### Do this
Would you set down every entry shown below, precisely as written?

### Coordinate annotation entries
————
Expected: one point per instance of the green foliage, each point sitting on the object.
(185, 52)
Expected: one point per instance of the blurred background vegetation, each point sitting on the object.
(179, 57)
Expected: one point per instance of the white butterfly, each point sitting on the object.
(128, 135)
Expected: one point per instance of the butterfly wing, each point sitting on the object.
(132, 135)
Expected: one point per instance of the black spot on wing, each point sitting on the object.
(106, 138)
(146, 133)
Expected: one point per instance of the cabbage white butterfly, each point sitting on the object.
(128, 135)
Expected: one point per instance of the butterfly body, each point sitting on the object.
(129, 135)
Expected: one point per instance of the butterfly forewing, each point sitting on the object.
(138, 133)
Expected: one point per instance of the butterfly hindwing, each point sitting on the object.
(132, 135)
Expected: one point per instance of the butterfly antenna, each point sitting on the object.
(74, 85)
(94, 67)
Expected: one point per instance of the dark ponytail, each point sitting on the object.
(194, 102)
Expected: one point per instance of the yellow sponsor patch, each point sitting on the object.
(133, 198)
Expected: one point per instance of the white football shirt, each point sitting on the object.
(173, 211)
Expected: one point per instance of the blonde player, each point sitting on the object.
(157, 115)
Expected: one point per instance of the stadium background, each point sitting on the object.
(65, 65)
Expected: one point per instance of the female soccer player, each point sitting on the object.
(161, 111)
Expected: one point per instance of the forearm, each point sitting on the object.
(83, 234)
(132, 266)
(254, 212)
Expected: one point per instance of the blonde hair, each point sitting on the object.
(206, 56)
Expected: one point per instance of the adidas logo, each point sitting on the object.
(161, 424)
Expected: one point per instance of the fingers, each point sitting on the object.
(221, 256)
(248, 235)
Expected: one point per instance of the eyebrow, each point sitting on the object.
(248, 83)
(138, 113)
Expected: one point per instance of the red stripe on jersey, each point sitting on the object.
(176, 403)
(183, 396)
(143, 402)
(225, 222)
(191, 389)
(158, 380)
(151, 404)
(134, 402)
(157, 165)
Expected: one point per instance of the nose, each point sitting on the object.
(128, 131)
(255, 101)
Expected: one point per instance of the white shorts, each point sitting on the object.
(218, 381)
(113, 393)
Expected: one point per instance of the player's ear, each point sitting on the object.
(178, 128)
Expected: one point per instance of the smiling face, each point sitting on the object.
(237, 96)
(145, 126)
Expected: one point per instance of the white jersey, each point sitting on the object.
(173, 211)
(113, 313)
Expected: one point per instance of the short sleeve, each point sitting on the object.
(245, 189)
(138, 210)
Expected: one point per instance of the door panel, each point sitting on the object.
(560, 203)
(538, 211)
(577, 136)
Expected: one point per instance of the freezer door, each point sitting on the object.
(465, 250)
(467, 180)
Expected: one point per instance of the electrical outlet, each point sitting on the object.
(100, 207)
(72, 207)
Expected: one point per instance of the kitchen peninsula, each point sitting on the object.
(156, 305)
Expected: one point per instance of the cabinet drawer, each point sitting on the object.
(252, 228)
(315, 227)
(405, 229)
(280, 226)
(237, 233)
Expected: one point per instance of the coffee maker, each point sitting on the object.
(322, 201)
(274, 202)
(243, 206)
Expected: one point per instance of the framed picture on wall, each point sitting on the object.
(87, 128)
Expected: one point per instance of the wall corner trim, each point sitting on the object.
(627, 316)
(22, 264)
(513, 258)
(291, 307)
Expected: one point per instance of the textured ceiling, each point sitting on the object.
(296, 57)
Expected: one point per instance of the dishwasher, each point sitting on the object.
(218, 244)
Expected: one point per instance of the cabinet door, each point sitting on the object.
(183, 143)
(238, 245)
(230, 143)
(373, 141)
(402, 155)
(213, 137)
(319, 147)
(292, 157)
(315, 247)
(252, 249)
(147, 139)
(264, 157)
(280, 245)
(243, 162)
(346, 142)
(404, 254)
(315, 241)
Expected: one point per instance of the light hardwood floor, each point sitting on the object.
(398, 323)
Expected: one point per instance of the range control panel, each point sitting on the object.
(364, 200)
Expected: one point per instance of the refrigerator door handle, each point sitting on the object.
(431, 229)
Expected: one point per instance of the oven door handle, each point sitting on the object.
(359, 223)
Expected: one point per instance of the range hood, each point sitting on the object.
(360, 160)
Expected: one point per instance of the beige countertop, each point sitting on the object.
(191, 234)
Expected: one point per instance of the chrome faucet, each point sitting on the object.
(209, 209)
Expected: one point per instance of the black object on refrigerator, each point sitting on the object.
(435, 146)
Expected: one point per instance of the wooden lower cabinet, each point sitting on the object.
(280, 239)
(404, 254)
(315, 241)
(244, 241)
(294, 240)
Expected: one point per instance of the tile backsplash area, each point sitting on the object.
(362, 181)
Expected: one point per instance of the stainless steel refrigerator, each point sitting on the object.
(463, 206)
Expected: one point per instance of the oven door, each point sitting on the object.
————
### Result of this task
Expected: one point per instance of the green foliage, each point sitting on the object.
(185, 52)
Expected: one point per instance of the blurred background vegetation, each point sitting on the object.
(179, 57)
Expected: one point per instance of the white butterfly, each point sitting on the object.
(128, 135)
Expected: one point per instance of the butterfly wing, each point sitting on the object.
(132, 135)
Expected: one point per instance of the black spot on wing, each point sitting on the object.
(106, 138)
(146, 133)
Expected: one point per instance of the cabbage white butterfly, each point sitting on the object.
(128, 135)
Expected: one point per instance of the butterfly body, each point sitting on the object.
(129, 135)
Expected: one point per instance of the butterfly forewing, each point sitting on the object.
(138, 133)
Expected: one point per instance of the butterfly hindwing, each point sitting on the object.
(132, 135)
Expected: one point per instance of the butterfly antenna, each point sitting on the object.
(74, 85)
(94, 67)
Expected: one point per instance of the dark ponytail, each point sitting on the object.
(194, 102)
Expected: one point per instance of the yellow sponsor patch, each point sitting on the object.
(133, 198)
Expected: one point per instance of the white football shirt, each point sitting on the object.
(173, 211)
Expected: one point per instance of the blonde player, each point sitting on the object.
(157, 115)
Expected: one point per instance of the stadium background, each point sitting on the object.
(65, 65)
Expected: one point per instance of the female soccer player, each point sitting on the object.
(161, 111)
Expected: one point per instance of the forearm, each point sitting on the object.
(83, 234)
(132, 266)
(254, 212)
Expected: one point per instance of the blonde hair, each point sitting on the object.
(206, 56)
Expected: one point per instance of the adidas logo, each point sitting on the object.
(161, 424)
Expected: one point per instance of the fingers, each point sitting on the object.
(221, 256)
(248, 235)
Expected: one point per instance of the eyebrow, each point sitting on the object.
(248, 83)
(138, 113)
Expected: one point per instance of the red stripe on jersey, each point sitting on the object.
(176, 403)
(183, 396)
(143, 402)
(225, 222)
(191, 389)
(158, 380)
(151, 404)
(134, 402)
(157, 165)
Expected: one point per instance of the nose, each point sitting on the object.
(128, 131)
(255, 101)
Expected: one point per instance of the white shorts, each point sitting on the object.
(218, 381)
(113, 393)
Expected: one point per instance of the player's ear, each point sitting on the object.
(178, 128)
Expected: one point per instance of the smiling face, each point sitting on the object.
(237, 96)
(145, 126)
Expected: one point per instance of the white jersey, each point sitting on the object.
(173, 211)
(113, 313)
Expected: one point per instance of the short sleeve, each point sitting on the object.
(245, 189)
(138, 210)
Expected: one point per instance of the door panel, each point sitting on the object.
(560, 203)
(538, 211)
(577, 136)
Expected: one point per instance of the freezer door, each point sitting on the object.
(465, 250)
(467, 180)
Expected: one point per instance of the electrical outlet, each point sitting on the object.
(100, 207)
(72, 207)
Expected: one point per instance of the kitchen peninsula, each point sitting on the object.
(156, 305)
Expected: one point per instance of the cabinet drawer, each point sitting on the object.
(252, 228)
(315, 227)
(405, 229)
(280, 226)
(237, 233)
Expected: one point per instance of the coffee maker, each point sitting on the object.
(322, 201)
(274, 202)
(243, 206)
Expected: one point per instance of the framed picture on wall, each point sitting on the object.
(87, 128)
Expected: one point per instance of the wall corner trim, each point sitting on the object.
(627, 316)
(22, 264)
(513, 258)
(291, 307)
Expected: one point per instance of the textured ceiling, each point sitting on the object.
(296, 57)
Expected: one point per instance of the dishwasher, each point sitting on the object.
(218, 244)
Expected: one point per instance of the cabinet door, each point sitting on the object.
(183, 143)
(238, 245)
(230, 143)
(373, 141)
(402, 155)
(213, 137)
(319, 147)
(292, 157)
(315, 247)
(252, 249)
(147, 139)
(264, 157)
(280, 245)
(243, 162)
(346, 142)
(404, 254)
(315, 241)
Expected: one point per instance of the light hardwood floor, each point sitting on the object.
(398, 323)
Expected: one point per instance of the range control panel, each point sitting on the object.
(364, 200)
Expected: one point per instance of the refrigerator door handle, each point sitting on the object.
(431, 229)
Expected: one point per instance of the oven door handle, each point sitting on the object.
(359, 223)
Expected: one point per instance of the range hood, each point sitting on the object.
(360, 160)
Expected: one point per instance of the beige countertop, each point sitting on the object.
(191, 234)
Expected: one point per instance of the chrome faucet, each point sitting on the object.
(209, 209)
Expected: one point per instance of the black object on refrigerator, each point sitting on the object.
(435, 146)
Expected: one point per instance of the wooden lower cabinet, each point sitting on the object.
(280, 239)
(404, 254)
(315, 241)
(244, 241)
(294, 240)
Expected: one point per instance of the tile backsplash area, each point sitting on the object.
(362, 181)
Expected: one point per instance of the stainless steel refrigerator, each point sitting on the object.
(463, 206)
Expected: one point per instance of the oven door, each point sitting on the object.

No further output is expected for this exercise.